### Tarefas a realizar
- 1) Com base no texto sobre a poesia e o sentido da vida, explique em uma a três frases por que, segundo ele, a vida em si é desprovida de sentido.
- 2) Escreva a continuação do texto sobre a poesia e o sentido da vida a partir do ponto em que ele termina.

### Trecho do texto
*-*-*

Para os dias em que “Deus nos tira a poesia”

Adélia Prado iniciou o poema “Paixão” com as seguintes palavras: De vez em quando Deus me tira a poesia. Olho pedra, vejo pedra mesmo.

Rubem Alves alegou que: A gente fica poeta quando olha para uma coisa e vê outra. 

Então, o que fazer quando a poesia nos é retirada? Quando olhamos para a pedra, ou para qualquer outro objeto e não conseguimos ver nada além dele mesmo?

Há dias em que, sem encontrar explicação, já amanhecemos do avesso. Não há poesia. É quando a piada perde a graça, as cores do arco-íris se transformam em cinzas, todo brilho se ofusca, nada faz sentido. Desses dias, nem mesmo os poetas são poupados.

Voltemos à palavra poesia, derivada do grego poíesis, que significa: ato de criar, inventar, fazer, produzir… Sejamos francos: a vida em si é desprovida de sentido. Não há sentido, pois nós somos os responsáveis por atribuir sentido à vida.

A esfera humana que trata do sentido da vida é a espiritualidade. Essa capacidade criativa acontece no espírito humano, dimensão que nos propicia elevação, transcendência e autotranscendência.

Esse assunto me faz lembrar de Viktor Frankl, neuropsiquiatria austríaco, sobrevivente dos campos de concentração, desenvolvedor de uma ciência do sentido conhecida como Logoterapia. Para Frankl, quando não encontramos uma boa reposta para a pergunta sobre o sentido da vida, estamos propensos ao adoecimento psíquico.

*-*-*

### Material fornecido

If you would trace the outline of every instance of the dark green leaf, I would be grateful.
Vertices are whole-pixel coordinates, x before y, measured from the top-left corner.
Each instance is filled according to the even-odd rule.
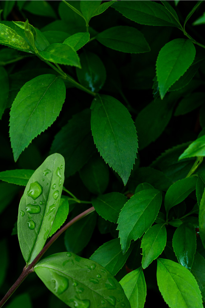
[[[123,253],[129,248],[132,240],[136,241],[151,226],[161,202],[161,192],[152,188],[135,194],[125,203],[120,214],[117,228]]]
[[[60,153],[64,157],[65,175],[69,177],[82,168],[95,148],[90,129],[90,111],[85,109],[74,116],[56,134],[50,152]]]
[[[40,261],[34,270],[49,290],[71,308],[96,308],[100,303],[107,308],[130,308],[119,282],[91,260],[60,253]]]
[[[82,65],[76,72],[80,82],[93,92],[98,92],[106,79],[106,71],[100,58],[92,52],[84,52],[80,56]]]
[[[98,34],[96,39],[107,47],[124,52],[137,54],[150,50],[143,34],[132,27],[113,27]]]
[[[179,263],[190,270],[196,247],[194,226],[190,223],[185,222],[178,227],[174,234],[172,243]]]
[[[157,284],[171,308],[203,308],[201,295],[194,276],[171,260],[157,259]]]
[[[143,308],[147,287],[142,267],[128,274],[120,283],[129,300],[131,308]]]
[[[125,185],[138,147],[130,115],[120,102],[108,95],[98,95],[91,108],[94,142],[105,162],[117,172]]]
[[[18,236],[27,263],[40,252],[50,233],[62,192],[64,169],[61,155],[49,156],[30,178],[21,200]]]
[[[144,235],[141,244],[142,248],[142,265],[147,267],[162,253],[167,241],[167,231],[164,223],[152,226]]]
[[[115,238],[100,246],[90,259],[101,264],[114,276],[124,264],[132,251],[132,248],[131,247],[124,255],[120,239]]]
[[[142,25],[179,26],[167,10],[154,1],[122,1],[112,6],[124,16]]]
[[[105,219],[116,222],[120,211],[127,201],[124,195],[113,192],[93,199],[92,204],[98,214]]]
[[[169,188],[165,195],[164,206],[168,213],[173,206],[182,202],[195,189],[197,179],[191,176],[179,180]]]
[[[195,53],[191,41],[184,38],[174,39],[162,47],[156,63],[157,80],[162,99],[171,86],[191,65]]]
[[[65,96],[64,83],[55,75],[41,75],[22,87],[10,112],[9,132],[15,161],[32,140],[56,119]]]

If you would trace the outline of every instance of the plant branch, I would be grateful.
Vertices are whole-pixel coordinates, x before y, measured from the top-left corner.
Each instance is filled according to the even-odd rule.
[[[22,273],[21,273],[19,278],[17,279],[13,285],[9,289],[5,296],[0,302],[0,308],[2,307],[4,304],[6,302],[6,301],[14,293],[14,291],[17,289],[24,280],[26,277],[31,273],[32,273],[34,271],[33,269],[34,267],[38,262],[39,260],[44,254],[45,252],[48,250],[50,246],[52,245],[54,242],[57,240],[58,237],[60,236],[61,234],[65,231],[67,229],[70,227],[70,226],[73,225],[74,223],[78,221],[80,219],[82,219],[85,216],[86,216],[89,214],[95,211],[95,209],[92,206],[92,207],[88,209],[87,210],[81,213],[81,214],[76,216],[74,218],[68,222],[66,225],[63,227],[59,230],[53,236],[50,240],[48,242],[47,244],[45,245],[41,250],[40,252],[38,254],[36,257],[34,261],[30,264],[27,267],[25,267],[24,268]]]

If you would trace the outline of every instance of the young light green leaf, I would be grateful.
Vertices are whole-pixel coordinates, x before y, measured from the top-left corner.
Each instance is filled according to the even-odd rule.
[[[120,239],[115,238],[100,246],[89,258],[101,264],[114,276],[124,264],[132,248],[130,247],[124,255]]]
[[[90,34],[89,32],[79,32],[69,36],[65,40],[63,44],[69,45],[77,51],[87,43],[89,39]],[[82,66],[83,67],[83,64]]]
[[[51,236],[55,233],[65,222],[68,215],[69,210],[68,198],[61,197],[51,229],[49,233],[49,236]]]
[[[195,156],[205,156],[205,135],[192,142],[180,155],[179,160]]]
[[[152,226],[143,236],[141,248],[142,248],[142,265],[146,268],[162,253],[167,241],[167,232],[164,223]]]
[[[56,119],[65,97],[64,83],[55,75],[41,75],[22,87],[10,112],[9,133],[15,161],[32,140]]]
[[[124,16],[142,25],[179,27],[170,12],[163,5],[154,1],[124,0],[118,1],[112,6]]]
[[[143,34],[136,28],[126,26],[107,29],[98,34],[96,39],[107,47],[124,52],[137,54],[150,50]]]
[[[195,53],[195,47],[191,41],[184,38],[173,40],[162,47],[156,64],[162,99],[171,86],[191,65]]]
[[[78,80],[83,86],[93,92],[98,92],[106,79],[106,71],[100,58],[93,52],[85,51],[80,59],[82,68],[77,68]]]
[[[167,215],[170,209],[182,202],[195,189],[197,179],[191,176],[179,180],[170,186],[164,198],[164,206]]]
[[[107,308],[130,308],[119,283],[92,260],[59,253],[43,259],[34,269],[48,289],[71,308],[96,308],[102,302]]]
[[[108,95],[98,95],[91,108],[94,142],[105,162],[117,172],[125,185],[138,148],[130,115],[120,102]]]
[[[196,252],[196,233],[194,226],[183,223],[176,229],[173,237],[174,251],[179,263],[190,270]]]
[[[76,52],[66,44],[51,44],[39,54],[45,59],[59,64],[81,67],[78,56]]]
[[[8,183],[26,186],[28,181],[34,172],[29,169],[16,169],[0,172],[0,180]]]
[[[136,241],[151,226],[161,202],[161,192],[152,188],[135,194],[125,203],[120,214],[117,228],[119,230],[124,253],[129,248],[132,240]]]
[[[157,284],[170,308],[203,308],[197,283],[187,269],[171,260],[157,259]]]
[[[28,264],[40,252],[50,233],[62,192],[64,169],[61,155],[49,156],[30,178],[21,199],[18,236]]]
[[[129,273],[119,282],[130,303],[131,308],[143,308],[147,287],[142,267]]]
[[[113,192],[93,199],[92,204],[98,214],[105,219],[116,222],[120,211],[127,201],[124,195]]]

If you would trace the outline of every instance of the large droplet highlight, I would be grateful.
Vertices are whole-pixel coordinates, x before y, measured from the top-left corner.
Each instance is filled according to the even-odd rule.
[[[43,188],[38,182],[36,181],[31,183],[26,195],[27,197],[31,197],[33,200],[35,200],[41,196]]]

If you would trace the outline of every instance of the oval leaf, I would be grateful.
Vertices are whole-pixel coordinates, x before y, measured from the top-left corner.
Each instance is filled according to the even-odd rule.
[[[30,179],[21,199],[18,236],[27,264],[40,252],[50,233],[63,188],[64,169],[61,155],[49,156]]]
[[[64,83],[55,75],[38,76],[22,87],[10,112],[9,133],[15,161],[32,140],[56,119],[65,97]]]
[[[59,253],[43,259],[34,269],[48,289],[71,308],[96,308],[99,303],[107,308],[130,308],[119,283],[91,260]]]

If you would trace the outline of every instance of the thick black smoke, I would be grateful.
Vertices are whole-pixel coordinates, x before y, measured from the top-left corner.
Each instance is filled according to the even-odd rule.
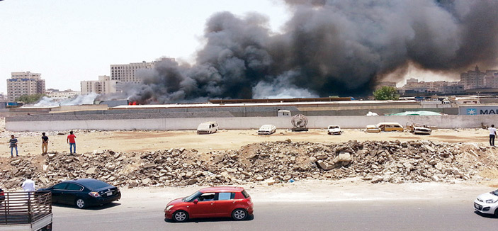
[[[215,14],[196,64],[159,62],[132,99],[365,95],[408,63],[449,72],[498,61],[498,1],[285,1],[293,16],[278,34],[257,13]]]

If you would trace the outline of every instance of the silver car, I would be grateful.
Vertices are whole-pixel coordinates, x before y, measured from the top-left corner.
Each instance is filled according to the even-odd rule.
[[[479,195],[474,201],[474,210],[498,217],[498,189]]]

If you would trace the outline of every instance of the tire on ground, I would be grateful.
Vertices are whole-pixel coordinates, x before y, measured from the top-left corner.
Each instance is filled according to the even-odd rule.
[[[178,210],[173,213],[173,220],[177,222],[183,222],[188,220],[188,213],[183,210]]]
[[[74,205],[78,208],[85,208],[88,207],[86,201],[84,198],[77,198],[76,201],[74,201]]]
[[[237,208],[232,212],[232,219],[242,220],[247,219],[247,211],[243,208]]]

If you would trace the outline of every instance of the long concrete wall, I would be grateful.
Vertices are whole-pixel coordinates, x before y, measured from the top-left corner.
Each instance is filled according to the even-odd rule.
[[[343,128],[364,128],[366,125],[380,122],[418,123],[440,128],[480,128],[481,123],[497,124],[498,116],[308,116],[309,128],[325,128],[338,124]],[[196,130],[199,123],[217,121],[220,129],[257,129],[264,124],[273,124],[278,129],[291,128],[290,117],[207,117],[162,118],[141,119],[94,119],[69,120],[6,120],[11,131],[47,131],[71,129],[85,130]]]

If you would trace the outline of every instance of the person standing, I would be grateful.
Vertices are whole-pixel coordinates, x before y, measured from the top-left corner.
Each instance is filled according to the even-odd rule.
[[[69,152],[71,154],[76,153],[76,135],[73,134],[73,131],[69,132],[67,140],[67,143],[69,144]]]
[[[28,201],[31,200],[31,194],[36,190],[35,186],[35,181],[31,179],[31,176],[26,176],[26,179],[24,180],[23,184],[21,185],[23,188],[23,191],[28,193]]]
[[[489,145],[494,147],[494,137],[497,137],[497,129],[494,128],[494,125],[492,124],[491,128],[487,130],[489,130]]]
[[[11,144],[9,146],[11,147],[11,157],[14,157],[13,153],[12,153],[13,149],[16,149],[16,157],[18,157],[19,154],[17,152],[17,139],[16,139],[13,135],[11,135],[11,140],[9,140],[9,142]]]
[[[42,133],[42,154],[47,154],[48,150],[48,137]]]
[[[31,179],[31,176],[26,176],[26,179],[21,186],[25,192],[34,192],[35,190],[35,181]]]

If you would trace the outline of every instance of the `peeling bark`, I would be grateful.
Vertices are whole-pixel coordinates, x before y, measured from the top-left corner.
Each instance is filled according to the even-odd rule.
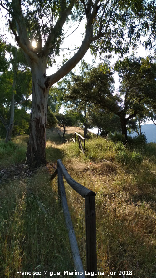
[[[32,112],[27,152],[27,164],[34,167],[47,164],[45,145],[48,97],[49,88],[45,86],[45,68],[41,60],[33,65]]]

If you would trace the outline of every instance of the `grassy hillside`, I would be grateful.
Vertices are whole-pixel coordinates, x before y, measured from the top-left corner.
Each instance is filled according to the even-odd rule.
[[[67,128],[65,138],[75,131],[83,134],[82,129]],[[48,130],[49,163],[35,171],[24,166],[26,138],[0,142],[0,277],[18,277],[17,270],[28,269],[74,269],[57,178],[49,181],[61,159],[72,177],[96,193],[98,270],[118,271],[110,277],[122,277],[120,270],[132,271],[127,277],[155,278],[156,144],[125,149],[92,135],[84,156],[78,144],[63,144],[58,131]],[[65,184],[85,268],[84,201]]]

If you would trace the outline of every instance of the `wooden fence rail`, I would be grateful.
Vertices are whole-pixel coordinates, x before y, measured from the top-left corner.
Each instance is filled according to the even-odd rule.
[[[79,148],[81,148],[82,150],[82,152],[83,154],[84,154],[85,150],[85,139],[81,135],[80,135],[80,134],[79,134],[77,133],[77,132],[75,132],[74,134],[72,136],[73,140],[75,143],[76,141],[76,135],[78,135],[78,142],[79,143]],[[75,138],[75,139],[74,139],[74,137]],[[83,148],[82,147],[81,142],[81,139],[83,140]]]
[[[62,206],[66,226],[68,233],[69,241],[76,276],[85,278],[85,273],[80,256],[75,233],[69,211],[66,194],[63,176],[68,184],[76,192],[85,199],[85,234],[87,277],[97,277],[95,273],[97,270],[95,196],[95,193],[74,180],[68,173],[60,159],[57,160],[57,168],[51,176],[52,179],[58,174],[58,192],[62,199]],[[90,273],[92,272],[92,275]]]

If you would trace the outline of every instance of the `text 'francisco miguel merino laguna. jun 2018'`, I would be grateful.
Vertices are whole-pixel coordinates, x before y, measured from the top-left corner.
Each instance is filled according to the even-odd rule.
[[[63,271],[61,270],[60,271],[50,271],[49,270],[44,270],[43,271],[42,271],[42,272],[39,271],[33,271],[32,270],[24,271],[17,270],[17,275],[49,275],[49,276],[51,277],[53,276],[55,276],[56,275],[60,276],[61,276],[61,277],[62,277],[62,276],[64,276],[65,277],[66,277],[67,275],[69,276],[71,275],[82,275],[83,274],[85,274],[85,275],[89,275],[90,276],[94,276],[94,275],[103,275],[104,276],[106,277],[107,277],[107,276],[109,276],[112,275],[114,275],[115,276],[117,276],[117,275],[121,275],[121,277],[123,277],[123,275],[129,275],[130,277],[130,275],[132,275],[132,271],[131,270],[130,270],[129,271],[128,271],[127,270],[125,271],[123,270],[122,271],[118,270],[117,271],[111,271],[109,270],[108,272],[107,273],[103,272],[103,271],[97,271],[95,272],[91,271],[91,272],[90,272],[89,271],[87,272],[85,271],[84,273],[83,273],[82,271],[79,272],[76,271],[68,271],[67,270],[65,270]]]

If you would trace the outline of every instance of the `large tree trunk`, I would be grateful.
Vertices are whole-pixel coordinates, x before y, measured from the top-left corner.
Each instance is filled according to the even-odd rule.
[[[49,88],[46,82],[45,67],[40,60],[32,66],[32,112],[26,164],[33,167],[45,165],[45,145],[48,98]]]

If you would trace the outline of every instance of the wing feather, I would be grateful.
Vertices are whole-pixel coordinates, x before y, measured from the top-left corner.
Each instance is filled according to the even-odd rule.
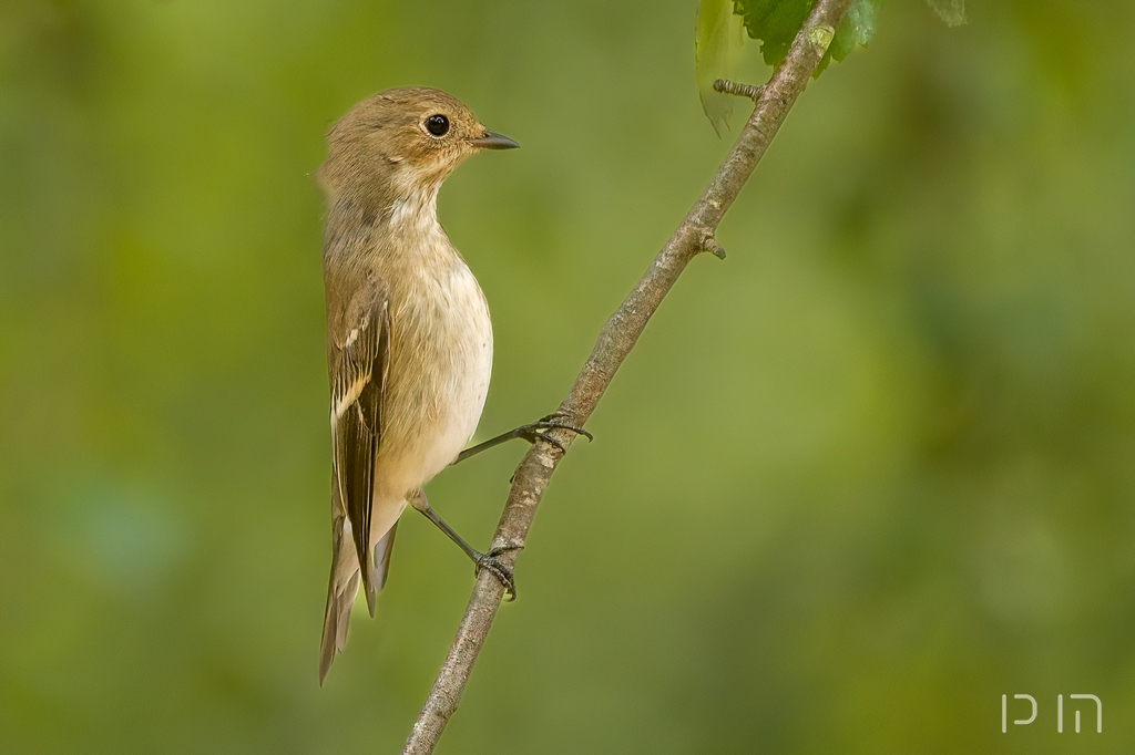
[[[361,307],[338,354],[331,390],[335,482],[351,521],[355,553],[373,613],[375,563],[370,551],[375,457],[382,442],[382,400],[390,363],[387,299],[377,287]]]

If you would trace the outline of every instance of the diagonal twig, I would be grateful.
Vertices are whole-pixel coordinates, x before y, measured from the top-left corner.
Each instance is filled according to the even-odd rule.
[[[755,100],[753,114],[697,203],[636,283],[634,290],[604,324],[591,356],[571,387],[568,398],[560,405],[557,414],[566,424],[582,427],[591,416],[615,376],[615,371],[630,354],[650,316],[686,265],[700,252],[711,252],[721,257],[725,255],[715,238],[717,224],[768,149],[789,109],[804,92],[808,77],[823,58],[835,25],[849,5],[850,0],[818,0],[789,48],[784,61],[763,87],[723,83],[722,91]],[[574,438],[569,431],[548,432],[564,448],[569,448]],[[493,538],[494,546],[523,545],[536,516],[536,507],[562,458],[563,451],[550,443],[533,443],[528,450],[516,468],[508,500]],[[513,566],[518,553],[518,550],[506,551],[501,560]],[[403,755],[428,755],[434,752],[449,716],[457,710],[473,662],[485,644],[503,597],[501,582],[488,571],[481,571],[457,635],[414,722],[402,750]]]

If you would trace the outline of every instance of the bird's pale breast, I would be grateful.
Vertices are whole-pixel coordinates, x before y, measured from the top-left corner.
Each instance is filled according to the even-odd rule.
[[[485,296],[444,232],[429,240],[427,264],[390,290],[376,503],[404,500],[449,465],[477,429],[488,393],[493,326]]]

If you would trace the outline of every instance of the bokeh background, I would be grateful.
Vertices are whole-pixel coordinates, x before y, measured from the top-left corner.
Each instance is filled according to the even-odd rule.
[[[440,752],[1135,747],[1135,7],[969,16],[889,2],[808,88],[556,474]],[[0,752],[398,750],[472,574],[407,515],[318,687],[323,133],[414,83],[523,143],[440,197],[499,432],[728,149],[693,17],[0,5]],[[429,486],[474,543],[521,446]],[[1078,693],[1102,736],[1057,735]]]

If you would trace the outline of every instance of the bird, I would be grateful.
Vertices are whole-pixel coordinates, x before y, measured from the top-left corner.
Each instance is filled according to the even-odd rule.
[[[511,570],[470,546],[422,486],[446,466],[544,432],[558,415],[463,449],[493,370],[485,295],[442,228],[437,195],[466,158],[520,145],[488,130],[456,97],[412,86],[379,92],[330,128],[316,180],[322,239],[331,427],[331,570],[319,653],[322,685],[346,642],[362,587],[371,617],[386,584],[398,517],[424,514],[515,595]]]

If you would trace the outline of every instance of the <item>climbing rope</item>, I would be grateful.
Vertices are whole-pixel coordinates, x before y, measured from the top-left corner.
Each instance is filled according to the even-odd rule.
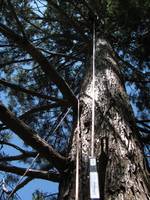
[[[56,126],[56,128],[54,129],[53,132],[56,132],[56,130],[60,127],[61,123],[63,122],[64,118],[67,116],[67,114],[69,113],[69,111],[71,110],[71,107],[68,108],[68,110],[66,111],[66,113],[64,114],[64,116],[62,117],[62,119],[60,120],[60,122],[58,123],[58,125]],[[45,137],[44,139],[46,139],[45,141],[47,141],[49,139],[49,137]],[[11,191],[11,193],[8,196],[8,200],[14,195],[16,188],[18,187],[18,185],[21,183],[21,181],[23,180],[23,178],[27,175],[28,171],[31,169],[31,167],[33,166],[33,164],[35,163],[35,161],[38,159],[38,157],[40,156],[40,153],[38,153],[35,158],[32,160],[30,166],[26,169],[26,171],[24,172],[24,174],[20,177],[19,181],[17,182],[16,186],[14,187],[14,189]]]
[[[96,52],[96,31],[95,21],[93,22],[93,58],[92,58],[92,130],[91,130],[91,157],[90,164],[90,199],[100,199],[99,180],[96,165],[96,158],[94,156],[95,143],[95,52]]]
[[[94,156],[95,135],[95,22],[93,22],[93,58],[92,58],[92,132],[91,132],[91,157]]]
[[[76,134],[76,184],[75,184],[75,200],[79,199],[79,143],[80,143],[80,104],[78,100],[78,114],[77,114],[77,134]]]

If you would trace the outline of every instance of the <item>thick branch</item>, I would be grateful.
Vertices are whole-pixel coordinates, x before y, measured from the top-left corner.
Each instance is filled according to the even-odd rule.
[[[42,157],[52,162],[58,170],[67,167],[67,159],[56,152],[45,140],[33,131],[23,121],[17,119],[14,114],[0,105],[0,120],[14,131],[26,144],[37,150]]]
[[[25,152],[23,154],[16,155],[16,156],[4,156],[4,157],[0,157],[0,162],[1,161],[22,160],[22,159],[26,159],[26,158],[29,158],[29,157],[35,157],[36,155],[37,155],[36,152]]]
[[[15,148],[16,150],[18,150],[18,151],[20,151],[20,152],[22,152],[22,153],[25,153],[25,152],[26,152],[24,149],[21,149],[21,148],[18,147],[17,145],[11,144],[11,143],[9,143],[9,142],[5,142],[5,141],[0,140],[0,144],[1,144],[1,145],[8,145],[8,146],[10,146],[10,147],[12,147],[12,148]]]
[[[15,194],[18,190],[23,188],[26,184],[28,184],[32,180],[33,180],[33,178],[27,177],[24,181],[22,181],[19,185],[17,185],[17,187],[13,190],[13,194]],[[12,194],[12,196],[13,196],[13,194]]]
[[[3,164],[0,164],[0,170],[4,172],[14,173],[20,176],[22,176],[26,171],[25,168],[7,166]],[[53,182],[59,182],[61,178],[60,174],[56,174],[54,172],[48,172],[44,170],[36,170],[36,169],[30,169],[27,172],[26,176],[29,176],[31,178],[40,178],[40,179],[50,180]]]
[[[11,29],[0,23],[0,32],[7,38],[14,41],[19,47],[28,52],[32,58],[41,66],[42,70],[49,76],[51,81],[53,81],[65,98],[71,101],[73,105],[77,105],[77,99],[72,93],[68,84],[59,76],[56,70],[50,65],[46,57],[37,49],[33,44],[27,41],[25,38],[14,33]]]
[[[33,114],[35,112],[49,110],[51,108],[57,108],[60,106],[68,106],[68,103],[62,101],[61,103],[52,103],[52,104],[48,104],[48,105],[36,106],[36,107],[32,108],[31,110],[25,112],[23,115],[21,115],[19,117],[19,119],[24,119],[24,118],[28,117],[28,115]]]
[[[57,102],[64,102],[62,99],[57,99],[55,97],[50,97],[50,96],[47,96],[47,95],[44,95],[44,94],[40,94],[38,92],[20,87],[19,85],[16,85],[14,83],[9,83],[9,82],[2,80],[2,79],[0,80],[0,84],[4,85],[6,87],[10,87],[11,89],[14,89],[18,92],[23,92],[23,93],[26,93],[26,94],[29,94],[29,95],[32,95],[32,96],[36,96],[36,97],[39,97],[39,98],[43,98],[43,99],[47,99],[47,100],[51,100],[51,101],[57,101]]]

*-*-*

### Respostas dos exercícios
- 1) Segundo o texto, a vida em si não tem sentido porque cabe a nós atribuir sentido a ela. Essa capacidade de criar sentido, ligada à palavra poesia (do grego poíesis, "ato de criar"), pertence à espiritualidade e acontece no espírito humano.

- 2)
Mas, o que fazer quando os dias sem poesia se amontoam e formam uma sequência longa de escassez de beleza e inspiração?

Não há resposta pronta. Apresento apenas algumas sugestões para lidar com a ausência de sentido a partir da tridimensionalidade do tempo:

Quanto ao passado, nos cabe trazer à memória aquilo que pode avivar a esperança. Evocar vivências significativas e marcantes capazes revelar pelo que vale a pena viver.

No presente, importa resistir e abrir-se a possibilidade de extrair algum aprendizado, qualquer que seja, mantendo-se fiel aos seus próprios valores.

Por fim, podemos olhar para o futuro com uma atitude positiva, navegando pela transitoriedade da vida, abrindo-se para o inédito. Quando a poesia retornar, virá acompanhada de novo cheiro, novo sabor e nova paisagem.

Os dias sem poesia são perigosos, mas necessários. Eu até gostaria que fossem menos frequentes, mas é justamente por causa deles que a poesia se torna tão preciosa e imprescindível.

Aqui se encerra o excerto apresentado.